* _Zu erledigen_
Ermitteln Sie in den folgenden Einträgen jede Zeile mit dem Wort „glass“ und geben Sie diese Zeilen vollständig wieder. Dabei wird Groß- und Kleinschreibung unterschieden.
◆ ◆ ◆ ◆
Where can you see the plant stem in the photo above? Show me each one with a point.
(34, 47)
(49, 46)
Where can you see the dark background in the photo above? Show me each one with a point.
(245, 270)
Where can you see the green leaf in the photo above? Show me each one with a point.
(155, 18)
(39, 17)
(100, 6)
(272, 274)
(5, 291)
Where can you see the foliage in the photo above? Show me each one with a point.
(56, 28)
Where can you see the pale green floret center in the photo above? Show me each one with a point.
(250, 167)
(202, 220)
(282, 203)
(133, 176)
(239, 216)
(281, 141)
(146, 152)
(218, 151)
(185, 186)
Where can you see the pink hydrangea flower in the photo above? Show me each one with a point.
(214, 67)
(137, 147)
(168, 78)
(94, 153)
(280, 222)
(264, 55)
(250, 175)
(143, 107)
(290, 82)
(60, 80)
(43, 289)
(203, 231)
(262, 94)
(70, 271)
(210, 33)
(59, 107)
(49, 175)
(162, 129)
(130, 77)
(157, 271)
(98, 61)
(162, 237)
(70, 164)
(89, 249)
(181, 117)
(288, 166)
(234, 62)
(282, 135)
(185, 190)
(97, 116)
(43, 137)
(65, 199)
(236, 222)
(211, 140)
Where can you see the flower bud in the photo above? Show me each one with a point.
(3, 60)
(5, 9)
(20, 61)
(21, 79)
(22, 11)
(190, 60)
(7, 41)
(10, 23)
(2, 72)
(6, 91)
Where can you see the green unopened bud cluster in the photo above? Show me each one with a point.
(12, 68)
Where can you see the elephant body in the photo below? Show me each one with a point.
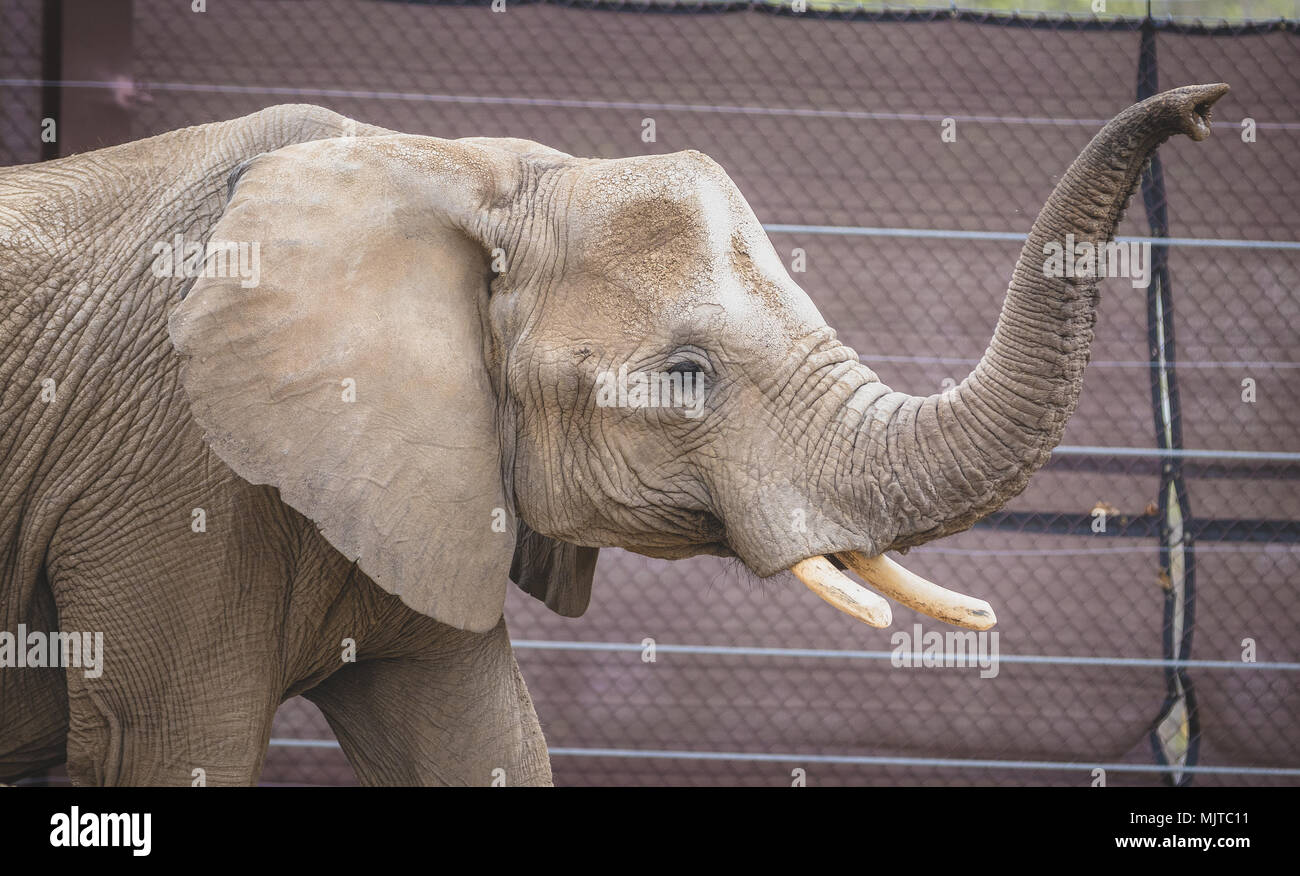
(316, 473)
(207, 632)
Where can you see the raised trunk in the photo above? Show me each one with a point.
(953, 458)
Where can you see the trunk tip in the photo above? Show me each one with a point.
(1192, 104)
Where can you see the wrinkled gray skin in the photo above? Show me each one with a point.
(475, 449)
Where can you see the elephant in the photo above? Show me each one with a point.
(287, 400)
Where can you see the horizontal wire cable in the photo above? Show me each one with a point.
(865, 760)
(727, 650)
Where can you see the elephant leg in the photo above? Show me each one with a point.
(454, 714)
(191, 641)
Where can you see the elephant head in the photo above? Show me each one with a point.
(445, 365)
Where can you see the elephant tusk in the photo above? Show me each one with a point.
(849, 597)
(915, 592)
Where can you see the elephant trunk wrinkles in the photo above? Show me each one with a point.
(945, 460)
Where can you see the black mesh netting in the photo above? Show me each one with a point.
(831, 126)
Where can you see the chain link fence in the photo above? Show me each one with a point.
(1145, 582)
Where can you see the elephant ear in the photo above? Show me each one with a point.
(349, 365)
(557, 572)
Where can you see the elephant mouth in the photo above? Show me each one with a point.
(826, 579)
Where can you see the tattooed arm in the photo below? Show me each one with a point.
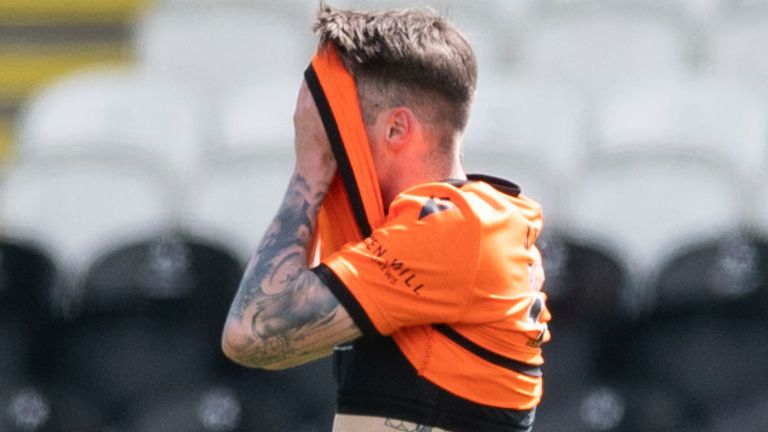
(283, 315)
◆ ◆ ◆ ◆
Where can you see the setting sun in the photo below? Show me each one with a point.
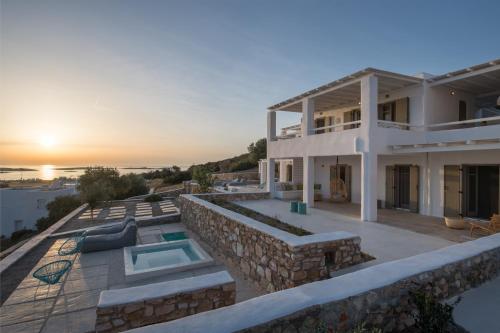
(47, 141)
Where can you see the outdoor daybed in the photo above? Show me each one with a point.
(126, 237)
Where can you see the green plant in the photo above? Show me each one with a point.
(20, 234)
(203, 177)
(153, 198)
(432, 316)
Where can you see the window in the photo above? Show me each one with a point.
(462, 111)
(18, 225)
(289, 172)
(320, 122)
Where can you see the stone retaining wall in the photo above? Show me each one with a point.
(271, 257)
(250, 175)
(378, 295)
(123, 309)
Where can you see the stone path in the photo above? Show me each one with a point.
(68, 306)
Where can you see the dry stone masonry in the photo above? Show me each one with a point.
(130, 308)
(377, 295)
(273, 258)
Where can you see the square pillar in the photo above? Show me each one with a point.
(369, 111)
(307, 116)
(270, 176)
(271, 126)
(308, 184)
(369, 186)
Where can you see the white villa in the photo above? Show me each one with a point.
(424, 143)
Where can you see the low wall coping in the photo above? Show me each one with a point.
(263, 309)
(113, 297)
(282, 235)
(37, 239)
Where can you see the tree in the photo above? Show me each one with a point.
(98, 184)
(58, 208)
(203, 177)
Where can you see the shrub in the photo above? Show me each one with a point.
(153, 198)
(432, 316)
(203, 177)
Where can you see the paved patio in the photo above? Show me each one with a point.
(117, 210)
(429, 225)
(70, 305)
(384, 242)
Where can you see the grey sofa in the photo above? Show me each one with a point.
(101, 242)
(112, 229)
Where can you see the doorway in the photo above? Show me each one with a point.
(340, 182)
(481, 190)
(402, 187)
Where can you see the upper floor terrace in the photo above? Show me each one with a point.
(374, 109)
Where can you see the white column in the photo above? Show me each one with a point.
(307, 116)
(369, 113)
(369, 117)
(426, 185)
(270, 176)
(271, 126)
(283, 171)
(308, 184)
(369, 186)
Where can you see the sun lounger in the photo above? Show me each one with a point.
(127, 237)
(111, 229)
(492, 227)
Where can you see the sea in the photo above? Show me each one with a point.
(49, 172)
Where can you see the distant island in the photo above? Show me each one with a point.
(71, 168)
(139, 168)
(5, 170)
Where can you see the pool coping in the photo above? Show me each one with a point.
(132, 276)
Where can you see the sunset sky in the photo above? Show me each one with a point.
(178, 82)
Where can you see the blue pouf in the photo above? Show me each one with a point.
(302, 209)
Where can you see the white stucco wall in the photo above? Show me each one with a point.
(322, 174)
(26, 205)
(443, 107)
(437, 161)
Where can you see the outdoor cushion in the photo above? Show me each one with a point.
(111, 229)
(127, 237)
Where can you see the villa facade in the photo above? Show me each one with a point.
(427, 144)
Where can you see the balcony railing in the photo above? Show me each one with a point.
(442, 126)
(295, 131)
◆ ◆ ◆ ◆
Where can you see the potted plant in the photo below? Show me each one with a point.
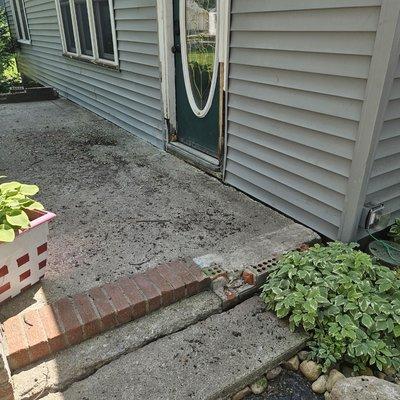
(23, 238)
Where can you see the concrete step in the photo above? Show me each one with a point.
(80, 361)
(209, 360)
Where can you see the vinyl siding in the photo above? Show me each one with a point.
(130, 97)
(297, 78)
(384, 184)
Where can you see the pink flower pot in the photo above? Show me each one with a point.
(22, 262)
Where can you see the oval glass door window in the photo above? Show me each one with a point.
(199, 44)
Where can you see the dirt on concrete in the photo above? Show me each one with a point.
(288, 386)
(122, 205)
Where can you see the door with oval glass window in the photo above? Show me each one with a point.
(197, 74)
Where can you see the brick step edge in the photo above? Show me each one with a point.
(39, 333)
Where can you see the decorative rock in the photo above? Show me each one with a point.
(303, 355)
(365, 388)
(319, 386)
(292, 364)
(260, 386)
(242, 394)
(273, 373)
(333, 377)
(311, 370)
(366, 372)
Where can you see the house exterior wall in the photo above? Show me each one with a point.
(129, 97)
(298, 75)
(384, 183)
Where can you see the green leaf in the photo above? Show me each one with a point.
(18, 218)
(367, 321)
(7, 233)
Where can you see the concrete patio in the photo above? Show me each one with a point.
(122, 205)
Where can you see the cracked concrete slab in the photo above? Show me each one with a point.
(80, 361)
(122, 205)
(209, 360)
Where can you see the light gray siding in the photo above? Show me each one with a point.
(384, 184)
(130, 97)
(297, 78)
◆ ◆ ◆ ◆
* _Bearbeitete Aufgabe_
Where can you see the oval glass door window in the photo above? Show me each one with a point.
Where can you see the door with oval glass window in the photo above? Show me each one with a point.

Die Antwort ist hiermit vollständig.